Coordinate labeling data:
● ● ● ● ●

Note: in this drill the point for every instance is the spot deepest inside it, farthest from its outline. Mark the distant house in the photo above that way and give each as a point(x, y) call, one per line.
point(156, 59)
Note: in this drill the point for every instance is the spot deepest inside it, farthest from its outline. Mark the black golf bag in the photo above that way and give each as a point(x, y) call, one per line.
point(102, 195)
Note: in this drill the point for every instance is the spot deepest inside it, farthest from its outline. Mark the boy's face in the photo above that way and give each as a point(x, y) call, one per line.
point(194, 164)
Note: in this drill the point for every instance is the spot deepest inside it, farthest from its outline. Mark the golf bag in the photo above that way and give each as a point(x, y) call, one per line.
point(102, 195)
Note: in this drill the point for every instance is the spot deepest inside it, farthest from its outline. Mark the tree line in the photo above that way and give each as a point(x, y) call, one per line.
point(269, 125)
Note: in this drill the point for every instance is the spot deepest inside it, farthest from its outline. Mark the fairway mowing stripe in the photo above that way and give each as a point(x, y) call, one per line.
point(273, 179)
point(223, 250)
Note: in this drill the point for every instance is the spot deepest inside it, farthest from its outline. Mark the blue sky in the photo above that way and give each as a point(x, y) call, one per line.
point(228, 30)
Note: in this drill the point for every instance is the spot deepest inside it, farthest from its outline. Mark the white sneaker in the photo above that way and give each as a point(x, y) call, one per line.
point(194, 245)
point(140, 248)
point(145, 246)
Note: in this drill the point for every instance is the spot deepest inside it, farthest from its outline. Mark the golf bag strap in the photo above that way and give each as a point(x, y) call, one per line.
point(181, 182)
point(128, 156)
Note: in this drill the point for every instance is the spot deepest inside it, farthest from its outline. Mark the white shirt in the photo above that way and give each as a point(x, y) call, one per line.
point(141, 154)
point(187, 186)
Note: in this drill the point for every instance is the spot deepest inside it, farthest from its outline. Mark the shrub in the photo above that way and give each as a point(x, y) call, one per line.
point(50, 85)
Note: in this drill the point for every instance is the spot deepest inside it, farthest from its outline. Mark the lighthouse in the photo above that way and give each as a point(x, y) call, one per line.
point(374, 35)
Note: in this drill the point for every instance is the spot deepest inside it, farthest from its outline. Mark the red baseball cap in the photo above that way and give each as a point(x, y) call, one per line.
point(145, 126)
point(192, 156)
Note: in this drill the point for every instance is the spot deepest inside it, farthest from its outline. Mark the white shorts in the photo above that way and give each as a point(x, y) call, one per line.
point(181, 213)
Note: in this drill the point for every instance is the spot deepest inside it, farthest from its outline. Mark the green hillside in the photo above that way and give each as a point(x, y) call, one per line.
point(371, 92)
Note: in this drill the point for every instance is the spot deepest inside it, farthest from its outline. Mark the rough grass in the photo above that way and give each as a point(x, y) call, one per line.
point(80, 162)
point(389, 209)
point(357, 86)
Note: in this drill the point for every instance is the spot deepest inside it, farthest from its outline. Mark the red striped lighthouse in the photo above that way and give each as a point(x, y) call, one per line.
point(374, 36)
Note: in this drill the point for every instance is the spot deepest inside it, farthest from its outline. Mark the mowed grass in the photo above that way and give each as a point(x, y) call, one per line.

● ● ● ● ●

TASK BRIEF: Retype every one of the entries above word for word, keeping each line as it is.

COMPLETE OUTPUT:
Note: in this drill the point for every instance is the spot deepest inside it, farthest from its outline. Mark the distant house in the photo above that way and give each as a point(x, y) call, one per line.
point(156, 59)
Note: in this drill the point for every instance is the spot deepest inside it, farthest from its outline. Mark the black golf bag in the photo above that way and give each as a point(x, y) call, one per line.
point(102, 195)
Note: in this drill the point for every instance is the spot deepest inside it, farthest from its outline. Mark the boy's face in the photo above that way and give each as a point(x, y) call, one per line.
point(194, 164)
Note: in this drill the point for every instance is the spot deepest inside it, farthest from its outline. Mark the golf bag in the photo above that way and give each as a point(x, y) call, one per line.
point(102, 195)
Note: in this drill the point for every instance is the spot deepest inside it, farthest from its outline. Mark the tree line in the photo above that way and give each as a point(x, y) call, one per line.
point(269, 125)
Note: in this drill the point for every instance is the spot deepest inside it, farthest from its outline. Mark the fairway mowing stripe in the photo above that way and give each as a point(x, y) call, one per line.
point(273, 179)
point(223, 250)
Note: in this drill the point for every instance is the spot deepest inside it, farthest from its outline. Mark the blue sky in the photo above that way and give each as a point(x, y) call, one per line.
point(228, 30)
Note: in this drill the point for every instance is the spot deepest inside it, farthest from its outline. Mark the white sneaker in the photo above that way and give each as a point(x, y) call, one per line.
point(194, 245)
point(140, 248)
point(145, 246)
Note: in this drill the point for every instance is the spot deepest inside it, farthest from its outline. Mark the golf bag strap in the photo above that way and give each as a point(x, y) call, one per line.
point(181, 182)
point(128, 156)
Note: in this drill the point for every instance is the spot deepest inside it, farthest from its outline. Mark the white shirt in the photo above that way and give each as a point(x, y) call, one per line.
point(141, 154)
point(187, 186)
Note: in this drill the point for every instance is the spot deepest inside it, farthest from its outline. Mark the shrub in the photo above that way and give each as a point(x, y) call, one per line.
point(50, 85)
Note: in this drill the point for every instance is the spot deepest inside it, farthest from its outline. Mark the lighthouse in the photo above that way and give each as a point(x, y) call, one per line.
point(374, 35)
Note: in this drill the point for every instance is the spot deepest inside it, farthest from its outline. Mark the red baseball cap in the photo above that way and give each as a point(x, y) call, one per line.
point(145, 126)
point(192, 156)
Note: in this drill the point for every instance is the spot deepest inside it, farthest from its outline. Mark the white shorts in the photo above that way and give each as a point(x, y) call, one per line.
point(181, 213)
Note: in this drill the point for every instance is the spot deepest inside it, farthest from its outline. Mark the green hillside in the photo above that way and give each as a point(x, y) call, one per line.
point(371, 92)
Note: in this drill the point for every instance is the spot deepest inside it, farthest from its outline. Mark the rough grass in the photo above that way and give each as a point(x, y) call, one per line.
point(80, 162)
point(389, 209)
point(357, 86)
Note: in this drill the point for every instance is the spot deepest inside it, farthest from its outline. Mark the red striped lighthouse in the photo above that way and give each as a point(x, y) call, one per line.
point(374, 36)
Note: in this drill the point for every instance is the spot deepest inside it, farthest from its outline. Mark the mowed grass in the photo above that way and give each as a point(x, y) call, one per line.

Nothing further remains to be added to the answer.